== ФРАГМЕНТ ==
Лукавство иллюзий или о чём думал Сталин. Часть 2

…Все подмятые Гитлером страны тем или иным образом участвовали в боевых действиях Германии, частично включая и государства СССР тоже. Если не прямыми действиями немалой части своих граждан на фронтах, хотя было и такое – вспомним для примера те же «Галичину», Туркестанский легион, РОА и так далее, то однозначно своими ресурсами, попавшими в распоряжение противника. Ведь «под немцем» оказалась третья часть страны и «он» распорядился этим ресурсом в собственных интересах. Иное и не ожидалось…

2 ПОЧЕМУ ЭСЭСОВЦЕВ ОТНЕСЛИ К НАШИМ ПОТЕРЯМ.

…Именно поэтому российский лидер Владимир Путин заявил по случаю очередной юбилейной Победной даты, что в общем итоге той войны, роль Украины довольно сильно преувеличена. Имелось в виду, что разделенная и полностью оккупированная Украина немалой своей частью так или иначе, но воевала против СССР. Понятно, что такой подход вызвал бурю эмоций, особенно, как ни странно, со стороны, прости Господи, «новых незалёжников», что и в малой степени не поколебало собственно сути явления. А в тени этой сути вроде бы как и не воевавшие тогда против Советского Союза Болгария и Польша, в которой уже после официального завершения боевых действий наша страна потеряла бойцов больше, чем во время прямых сражений, здесь же Чехия, Словакия, Греция, Норвегия и Финляндия, и без сомнений Британия, твердо державшая в руках вожжи управления «процессом». Это второй большой фронт той войны – сугубо европейский. Его приходилось учитывать, взламывать и отражать, перетаскивать противников на свою сторону, перемалывая сложнейшую ситуацию под собственную победу. Когда тебя уже не пытаются бить, а бьют всем миром, или, как говорится, расширенным еврокагалом, нужно было находить единственно верные решения. И они отыскались, в том числе, через колоссальную жертвенность. При этом говорить населению страны все правду означало фактическую утрату инициативы, а с ней и общего итога в конечном исходе отражаемой агрессии. Сегодня ситуация та же самая, что сложилась к началу сороковых, но для ее разрешения требуются совсем иные подходы. Но сама подоплека и «евроцели» остались прежними – разрушение и подчинение своим интересам большого российского пространства.
===
◆ **ЗАДАНИЕ**: Выведите текст «Лукавство иллюзий» целиком, посимвольно совпадающим с исходным. Приведённые далее позиции с текстом никак не связаны.
== ЗАПИСИ ДАННЫХ ==
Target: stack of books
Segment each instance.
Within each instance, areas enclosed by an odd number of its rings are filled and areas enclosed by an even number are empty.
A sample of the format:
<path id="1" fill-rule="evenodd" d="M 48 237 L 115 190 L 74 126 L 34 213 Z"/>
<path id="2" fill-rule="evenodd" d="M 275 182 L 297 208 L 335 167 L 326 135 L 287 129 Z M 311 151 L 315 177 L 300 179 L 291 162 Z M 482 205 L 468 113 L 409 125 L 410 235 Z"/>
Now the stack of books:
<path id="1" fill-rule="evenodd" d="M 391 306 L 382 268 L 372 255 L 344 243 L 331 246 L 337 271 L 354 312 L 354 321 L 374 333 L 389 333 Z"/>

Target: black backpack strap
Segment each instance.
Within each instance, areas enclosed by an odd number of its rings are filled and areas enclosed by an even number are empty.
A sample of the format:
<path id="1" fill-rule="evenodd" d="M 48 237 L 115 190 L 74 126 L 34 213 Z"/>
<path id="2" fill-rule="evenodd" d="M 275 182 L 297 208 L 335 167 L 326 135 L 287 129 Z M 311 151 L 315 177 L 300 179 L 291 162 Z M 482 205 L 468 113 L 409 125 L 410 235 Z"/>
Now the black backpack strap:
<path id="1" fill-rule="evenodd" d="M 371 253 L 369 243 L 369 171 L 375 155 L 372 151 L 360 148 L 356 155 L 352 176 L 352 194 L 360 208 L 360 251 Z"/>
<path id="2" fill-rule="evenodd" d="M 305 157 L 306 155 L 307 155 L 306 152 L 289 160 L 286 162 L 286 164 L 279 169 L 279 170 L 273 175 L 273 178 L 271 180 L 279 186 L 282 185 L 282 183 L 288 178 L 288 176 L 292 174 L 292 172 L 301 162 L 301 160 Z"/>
===
== ЗАПИСИ ДАННЫХ ==
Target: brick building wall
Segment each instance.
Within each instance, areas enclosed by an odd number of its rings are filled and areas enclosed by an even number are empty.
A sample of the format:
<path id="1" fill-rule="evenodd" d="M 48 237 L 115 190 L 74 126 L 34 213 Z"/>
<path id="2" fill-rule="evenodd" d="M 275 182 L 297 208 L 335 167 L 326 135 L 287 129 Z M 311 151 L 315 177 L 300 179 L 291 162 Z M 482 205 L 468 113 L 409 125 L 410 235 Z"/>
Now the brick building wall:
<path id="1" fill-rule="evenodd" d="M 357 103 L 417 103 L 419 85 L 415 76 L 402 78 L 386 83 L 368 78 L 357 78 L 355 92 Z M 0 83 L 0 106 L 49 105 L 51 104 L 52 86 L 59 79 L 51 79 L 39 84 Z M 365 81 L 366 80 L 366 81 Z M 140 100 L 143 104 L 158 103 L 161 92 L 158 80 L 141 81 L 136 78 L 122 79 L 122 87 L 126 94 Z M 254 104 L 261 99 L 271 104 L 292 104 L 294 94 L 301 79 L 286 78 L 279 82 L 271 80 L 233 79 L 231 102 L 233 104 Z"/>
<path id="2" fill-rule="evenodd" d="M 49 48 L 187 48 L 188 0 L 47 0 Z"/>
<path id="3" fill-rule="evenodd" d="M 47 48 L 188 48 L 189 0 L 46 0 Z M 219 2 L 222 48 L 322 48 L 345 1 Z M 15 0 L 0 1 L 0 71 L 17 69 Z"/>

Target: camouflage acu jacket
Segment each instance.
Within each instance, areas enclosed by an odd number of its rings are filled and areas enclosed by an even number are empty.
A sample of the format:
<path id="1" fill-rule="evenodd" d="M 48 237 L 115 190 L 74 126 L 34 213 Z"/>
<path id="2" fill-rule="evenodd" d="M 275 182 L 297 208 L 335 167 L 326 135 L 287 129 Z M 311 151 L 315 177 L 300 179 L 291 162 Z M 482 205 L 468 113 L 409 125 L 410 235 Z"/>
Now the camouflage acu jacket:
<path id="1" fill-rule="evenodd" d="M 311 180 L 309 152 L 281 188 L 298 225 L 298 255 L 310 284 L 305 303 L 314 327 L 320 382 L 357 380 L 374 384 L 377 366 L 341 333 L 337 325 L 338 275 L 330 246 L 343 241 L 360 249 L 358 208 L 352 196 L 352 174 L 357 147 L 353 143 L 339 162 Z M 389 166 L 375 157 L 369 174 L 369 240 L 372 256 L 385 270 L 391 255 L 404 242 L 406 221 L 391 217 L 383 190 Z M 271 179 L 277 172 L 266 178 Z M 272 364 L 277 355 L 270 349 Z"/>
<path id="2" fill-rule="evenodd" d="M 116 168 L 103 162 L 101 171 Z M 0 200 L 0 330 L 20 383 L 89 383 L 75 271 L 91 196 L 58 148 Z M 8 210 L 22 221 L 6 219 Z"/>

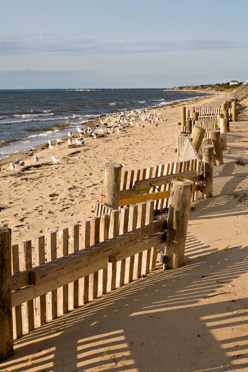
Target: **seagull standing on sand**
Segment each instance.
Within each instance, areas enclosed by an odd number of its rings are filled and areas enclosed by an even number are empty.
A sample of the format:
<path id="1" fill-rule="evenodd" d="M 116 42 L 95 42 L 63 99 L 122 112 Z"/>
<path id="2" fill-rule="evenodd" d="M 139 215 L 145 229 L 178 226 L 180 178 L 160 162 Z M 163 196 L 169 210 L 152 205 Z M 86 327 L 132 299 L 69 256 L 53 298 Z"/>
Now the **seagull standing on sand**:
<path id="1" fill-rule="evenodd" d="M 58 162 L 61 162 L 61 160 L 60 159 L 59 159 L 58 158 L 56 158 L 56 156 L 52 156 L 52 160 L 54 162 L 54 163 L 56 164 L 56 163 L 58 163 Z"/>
===
== ЗАПИСИ ДАННЫХ ==
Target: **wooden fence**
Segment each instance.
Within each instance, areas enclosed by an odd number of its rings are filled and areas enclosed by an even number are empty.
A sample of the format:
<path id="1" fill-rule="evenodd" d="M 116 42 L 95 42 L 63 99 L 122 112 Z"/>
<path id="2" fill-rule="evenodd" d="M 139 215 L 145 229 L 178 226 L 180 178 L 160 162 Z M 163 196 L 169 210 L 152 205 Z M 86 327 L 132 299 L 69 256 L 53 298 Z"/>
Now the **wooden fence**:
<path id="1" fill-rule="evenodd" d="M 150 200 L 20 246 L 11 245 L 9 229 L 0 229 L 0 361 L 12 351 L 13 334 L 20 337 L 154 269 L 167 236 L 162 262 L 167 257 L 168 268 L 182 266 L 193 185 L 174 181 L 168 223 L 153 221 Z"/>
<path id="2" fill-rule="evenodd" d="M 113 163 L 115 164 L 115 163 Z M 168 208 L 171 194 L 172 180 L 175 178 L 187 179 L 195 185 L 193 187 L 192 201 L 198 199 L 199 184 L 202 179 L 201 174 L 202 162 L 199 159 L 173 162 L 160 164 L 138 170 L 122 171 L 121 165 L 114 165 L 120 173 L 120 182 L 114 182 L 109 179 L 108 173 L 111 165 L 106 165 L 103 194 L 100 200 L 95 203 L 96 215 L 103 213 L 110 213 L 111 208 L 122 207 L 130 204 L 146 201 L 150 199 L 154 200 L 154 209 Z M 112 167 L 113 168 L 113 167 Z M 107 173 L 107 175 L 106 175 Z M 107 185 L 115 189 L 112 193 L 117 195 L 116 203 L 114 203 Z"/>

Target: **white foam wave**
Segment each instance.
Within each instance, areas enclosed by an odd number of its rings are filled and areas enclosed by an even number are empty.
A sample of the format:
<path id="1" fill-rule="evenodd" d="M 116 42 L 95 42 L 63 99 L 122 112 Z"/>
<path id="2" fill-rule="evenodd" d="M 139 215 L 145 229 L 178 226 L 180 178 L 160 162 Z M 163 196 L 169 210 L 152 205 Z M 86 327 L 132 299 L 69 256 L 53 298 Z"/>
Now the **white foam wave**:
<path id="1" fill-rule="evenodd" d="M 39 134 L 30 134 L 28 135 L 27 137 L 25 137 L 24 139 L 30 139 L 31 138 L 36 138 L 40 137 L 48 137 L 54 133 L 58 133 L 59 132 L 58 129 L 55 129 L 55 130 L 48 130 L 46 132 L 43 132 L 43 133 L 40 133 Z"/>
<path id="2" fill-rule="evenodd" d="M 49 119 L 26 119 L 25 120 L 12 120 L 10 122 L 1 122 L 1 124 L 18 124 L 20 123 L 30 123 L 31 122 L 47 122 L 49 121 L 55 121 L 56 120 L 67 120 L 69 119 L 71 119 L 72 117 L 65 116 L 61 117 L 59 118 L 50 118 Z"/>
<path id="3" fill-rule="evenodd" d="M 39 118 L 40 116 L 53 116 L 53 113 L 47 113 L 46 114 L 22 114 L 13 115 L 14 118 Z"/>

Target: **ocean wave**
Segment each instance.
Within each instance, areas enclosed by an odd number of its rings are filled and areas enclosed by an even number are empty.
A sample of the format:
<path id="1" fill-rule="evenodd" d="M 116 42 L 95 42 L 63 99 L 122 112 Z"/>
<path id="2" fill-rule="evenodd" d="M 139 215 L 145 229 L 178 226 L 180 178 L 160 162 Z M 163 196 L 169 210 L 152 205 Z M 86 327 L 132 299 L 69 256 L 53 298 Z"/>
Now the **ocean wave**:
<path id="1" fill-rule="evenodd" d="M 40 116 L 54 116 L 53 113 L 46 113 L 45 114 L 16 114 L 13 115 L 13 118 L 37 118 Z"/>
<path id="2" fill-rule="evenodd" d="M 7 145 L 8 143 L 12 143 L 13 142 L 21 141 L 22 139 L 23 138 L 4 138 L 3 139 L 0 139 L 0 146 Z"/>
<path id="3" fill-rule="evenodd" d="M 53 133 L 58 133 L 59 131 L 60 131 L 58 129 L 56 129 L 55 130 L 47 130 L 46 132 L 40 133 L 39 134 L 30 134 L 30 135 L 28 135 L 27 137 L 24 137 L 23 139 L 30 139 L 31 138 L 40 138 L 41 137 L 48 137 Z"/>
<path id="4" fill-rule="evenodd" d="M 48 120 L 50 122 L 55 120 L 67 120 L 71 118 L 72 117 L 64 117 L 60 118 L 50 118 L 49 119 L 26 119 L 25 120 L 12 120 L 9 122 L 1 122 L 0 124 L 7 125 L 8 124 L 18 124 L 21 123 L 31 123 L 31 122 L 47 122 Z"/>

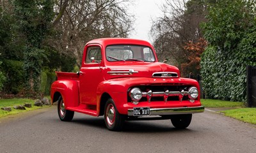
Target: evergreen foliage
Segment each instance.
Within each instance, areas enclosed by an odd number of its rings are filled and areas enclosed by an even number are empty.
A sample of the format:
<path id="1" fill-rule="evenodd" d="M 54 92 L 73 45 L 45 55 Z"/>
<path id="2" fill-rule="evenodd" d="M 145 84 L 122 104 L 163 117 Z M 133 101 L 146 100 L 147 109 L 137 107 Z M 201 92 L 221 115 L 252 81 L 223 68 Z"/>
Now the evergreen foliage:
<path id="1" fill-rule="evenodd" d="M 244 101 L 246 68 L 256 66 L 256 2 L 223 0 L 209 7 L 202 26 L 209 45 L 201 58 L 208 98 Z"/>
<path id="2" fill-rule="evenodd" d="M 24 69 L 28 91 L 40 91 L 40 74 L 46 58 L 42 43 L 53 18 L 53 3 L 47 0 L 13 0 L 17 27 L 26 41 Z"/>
===
◆ **ОТВЕТ**:
Лукавство иллюзий или о чём думал Сталин. Часть 2

…Все подмятые Гитлером страны тем или иным образом участвовали в боевых действиях Германии, частично включая и государства СССР тоже. Если не прямыми действиями немалой части своих граждан на фронтах, хотя было и такое – вспомним для примера те же «Галичину», Туркестанский легион, РОА и так далее, то однозначно своими ресурсами, попавшими в распоряжение противника. Ведь «под немцем» оказалась третья часть страны и «он» распорядился этим ресурсом в собственных интересах. Иное и не ожидалось…

2 ПОЧЕМУ ЭСЭСОВЦЕВ ОТНЕСЛИ К НАШИМ ПОТЕРЯМ.

…Именно поэтому российский лидер Владимир Путин заявил по случаю очередной юбилейной Победной даты, что в общем итоге той войны, роль Украины довольно сильно преувеличена. Имелось в виду, что разделенная и полностью оккупированная Украина немалой своей частью так или иначе, но воевала против СССР. Понятно, что такой подход вызвал бурю эмоций, особенно, как ни странно, со стороны, прости Господи, «новых незалёжников», что и в малой степени не поколебало собственно сути явления. А в тени этой сути вроде бы как и не воевавшие тогда против Советского Союза Болгария и Польша, в которой уже после официального завершения боевых действий наша страна потеряла бойцов больше, чем во время прямых сражений, здесь же Чехия, Словакия, Греция, Норвегия и Финляндия, и без сомнений Британия, твердо державшая в руках вожжи управления «процессом». Это второй большой фронт той войны – сугубо европейский. Его приходилось учитывать, взламывать и отражать, перетаскивать противников на свою сторону, перемалывая сложнейшую ситуацию под собственную победу. Когда тебя уже не пытаются бить, а бьют всем миром, или, как говорится, расширенным еврокагалом, нужно было находить единственно верные решения. И они отыскались, в том числе, через колоссальную жертвенность. При этом говорить населению страны все правду означало фактическую утрату инициативы, а с ней и общего итога в конечном исходе отражаемой агрессии. Сегодня ситуация та же самая, что сложилась к началу сороковых, но для ее разрешения требуются совсем иные подходы. Но сама подоплека и «евроцели» остались прежними – разрушение и подчинение своим интересам большого российского пространства.